§ What is required:
Present the following data again exactly as it is shown.

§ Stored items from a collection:
***
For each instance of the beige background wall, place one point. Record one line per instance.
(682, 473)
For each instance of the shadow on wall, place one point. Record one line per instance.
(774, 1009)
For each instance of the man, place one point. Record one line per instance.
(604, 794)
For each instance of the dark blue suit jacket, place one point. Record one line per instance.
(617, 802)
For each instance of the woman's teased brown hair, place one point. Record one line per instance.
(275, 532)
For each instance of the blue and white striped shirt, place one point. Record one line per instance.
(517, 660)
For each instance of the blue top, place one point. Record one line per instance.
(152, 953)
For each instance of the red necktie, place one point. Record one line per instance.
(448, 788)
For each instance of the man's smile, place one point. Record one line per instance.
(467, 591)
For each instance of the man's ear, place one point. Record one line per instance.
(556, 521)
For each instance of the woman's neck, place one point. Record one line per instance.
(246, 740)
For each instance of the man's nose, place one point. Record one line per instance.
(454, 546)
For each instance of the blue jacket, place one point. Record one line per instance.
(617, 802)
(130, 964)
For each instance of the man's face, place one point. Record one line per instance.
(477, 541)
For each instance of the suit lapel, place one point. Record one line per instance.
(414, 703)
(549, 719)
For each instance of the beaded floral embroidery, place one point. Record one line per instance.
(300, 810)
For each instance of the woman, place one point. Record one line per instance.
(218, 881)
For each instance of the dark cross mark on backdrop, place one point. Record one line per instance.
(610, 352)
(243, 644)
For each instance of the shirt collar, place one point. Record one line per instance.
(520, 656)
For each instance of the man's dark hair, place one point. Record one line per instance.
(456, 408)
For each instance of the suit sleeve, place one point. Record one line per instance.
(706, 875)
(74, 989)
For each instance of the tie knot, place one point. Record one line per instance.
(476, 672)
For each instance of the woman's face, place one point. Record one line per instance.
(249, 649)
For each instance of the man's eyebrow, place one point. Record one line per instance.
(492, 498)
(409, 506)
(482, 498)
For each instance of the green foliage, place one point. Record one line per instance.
***
§ Output of the task:
For each instance of the beige background wall, place one point. Record one line per instance.
(682, 473)
For each instance of the shadow on wall, place one point. Record one line per instance.
(774, 1009)
For each instance of the man, place one point. Record one line per instance.
(604, 794)
For each instance of the dark blue suit jacket, place one point. Record one line per instance.
(617, 802)
For each instance of the woman's teased brown hair, place one point. Record one line per instance.
(275, 532)
For each instance of the blue and white striped shirt, place one point. Record one line per instance.
(517, 660)
For each instance of the blue top, place one point. Record one line per instance.
(152, 953)
For each instance of the red necktie, place one point. Record one line per instance.
(448, 788)
For each instance of the man's smile, place one point. Record one line per instance.
(467, 591)
For each instance of the man's ear, place one point. Record one line per instance.
(556, 521)
For each instance of the woman's neck, place one point. Record one line per instance.
(246, 740)
For each instance of the man's nose, place one point. Record one line per instance.
(454, 546)
For each instance of the blue jacket, place one point. Record one line per instance.
(617, 802)
(130, 964)
For each instance of the man's face, place one point. Record one line per instance.
(477, 541)
For each instance of the suit lapel, place one point. Record one line per instance.
(414, 703)
(549, 719)
For each instance of the beaded floral embroidery, place one point. Record one line per instance.
(300, 810)
For each instance of the woman, place one point. Record one line per instance.
(218, 881)
For each instance of the dark cross mark on backdrop, place one point. Record one line per instance.
(610, 352)
(243, 644)
For each instance of the shirt collar, place one point. Record one line per instance.
(520, 656)
For each instance of the man's dark hair, place one point. Record one line per instance.
(456, 408)
For each instance of the suit sleeve, place one point. Record one line per instance.
(706, 875)
(74, 989)
For each instance of the tie knot, place one point. Record one line per instance.
(476, 672)
For each instance of the woman's face, place one point. Record one line per instance.
(249, 649)
For each instance of the man's eyebrow, place one point. Record one line per instance.
(492, 498)
(409, 506)
(482, 498)
For each instance of the green foliage, place one point. Record one line per instance.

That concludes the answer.